Responda com base no texto sobre Junho de 2013:
(a) Segundo Gadea, Junho de 2013 era sinônimo de quê, algo que a presidenta não antecipou?
(b) Em que universidade Gadea fez pós-doutorado?
(c) Quantos brasileiros, segundo Gadea, estão hoje no desemprego?

Texto:
#####

Se é verdade que a esquerda não compreendeu as mobilizações de Junho de 2013, a direita também ficou incógnita. “A esquerda não compreendeu, mas não só ela, sejamos sinceros. O sistema político não entendeu o que estava acontecendo. A Polícia tampouco. A presidenta, no seu momento, achou que era para se sentar e dialogar, sem antecipar que, justamente, Junho de 2013 era sinônimo de ‘fim do pacto’”, explica Gadea. É nesse sentido que o professor sugere que Junho de 2013 trouxe uma nova estética, mas sem definição clara. “Pode-se considerar que a virada estética pós-2013 é uma virada eclética e, assim, desafiadora da institucionalização de uma cultura popular via esquerdismo governamental”, pontua. Diante do transe das ruas e de seus efeitos posteriores, a política institucional abriu mão da reflexão e do senso crítico. “A realidade deve ser olhada e analisada com uma dose maior de pragmatismo, enquanto um fenômeno relacional, e não com um mapa teórico e ideológico. Falta sinceridade; sobram metarrelatos. Faltam coragem e autocrítica; sobra mecanismo de defesa”, completa.
Carlos A. Gadea é coordenador, professor e pesquisador do Programa de Pós-Graduação em Ciências Sociais da Unisinos. Pós-doutorado pela Universidade de Miami (Centro de Estudos Latino-americanos). Doutor em Sociologia Política pela Universidade Federal de Santa Catarina - UFSC. Recentemente foi professor visitante na Universidade de Leipzig (Centro de Estudos Ibero-americanos), Alemanha. É organizador e autor, entre outros livros, de Ciências sociais e sociedade: políticas e práticas sociais na contemporaneidade (São Leopoldo: Trajetos Editorial, 2017) e Fragmentos de la posmodernidad. Cultura, política y sociabilidad en América Latina (Havana, Cuba: TEMAS, 2017).
Confira a entrevista.
IHU On-Line – Como compreender Junho de 2013 cinco anos depois?
Carlos A. Gadea – Em junho 2013 o Brasil perdeu sua inocência, e ingressou numa espécie de terapia constante na busca de um espelho que lhe possibilitasse “se compreender” minimamente. Há cinco anos de 2013, ainda não se conseguiu transcender suas implicações. Economicamente, o país foi aceleradamente descobrindo que as estatísticas, por momentos, são meras ilusões de efeito, e que sua fragilidade estrutural poderia implodir a qualquer momento. Que hoje, praticamente, 14 milhões de brasileiros estejam no desemprego só é explicável porque se teria optado por desenvolver políticas assistencialistas eventualmente frágeis (se não forem acompanhadas de outras medidas mais globais e permanentes) em lugar de incorporar os mais vulneráveis em alguma engrenagem possível de produção econômica. Políticas de assistência em casos específicos podem ser bem-vindas, mas não se podem converter em simples bandeira política que justifica o caráter popular de um governo; aliás, o 1% do orçamento dedicado, por exemplo, ao Programa Bolsa Família pode convencer, da sua virtude, unicamente os mais fanáticos.

#####

Trechos do material:
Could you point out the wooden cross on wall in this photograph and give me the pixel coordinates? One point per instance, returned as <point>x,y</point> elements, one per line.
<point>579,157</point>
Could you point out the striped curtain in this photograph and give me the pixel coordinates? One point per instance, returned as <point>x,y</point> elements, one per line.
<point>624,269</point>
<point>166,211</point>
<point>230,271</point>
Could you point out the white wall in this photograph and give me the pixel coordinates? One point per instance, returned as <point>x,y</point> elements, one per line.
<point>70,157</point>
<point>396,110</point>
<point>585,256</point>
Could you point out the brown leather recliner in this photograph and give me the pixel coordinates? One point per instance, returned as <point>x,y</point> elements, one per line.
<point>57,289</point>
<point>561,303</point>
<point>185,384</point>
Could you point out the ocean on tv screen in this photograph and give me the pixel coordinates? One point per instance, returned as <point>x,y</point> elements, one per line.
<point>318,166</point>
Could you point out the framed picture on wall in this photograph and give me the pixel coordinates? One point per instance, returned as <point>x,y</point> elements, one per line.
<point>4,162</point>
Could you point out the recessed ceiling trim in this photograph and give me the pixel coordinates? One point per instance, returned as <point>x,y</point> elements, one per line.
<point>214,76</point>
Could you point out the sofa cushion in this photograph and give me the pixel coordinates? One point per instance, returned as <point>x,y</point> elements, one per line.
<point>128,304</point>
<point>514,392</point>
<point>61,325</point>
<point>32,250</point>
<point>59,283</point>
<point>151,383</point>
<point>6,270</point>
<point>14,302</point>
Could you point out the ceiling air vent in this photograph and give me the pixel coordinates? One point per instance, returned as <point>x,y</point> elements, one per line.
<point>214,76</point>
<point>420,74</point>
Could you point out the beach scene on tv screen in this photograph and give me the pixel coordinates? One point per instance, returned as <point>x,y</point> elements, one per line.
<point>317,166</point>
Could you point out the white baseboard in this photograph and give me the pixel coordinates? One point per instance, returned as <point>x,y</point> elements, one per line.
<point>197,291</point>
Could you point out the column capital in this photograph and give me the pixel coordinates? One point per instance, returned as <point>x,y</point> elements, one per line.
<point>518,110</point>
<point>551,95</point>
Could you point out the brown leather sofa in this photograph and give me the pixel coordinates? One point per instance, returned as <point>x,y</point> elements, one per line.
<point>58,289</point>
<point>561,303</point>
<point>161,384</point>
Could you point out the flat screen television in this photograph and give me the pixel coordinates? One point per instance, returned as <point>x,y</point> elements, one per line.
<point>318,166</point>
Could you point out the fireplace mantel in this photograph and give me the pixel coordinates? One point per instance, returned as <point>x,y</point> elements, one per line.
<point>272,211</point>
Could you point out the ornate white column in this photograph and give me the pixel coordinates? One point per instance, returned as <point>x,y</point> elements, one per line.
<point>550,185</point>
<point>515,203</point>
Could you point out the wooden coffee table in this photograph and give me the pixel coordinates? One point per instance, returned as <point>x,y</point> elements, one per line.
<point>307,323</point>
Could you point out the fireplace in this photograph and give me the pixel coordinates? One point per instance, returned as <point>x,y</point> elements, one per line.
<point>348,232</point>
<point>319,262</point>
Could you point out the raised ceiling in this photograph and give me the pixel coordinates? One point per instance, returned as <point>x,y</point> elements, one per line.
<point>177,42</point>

#####

Resolução escrita:
(a) De "fim do pacto".
(b) Na Universidade de Miami (Centro de Estudos Latino-americanos).
(c) Praticamente 14 milhões.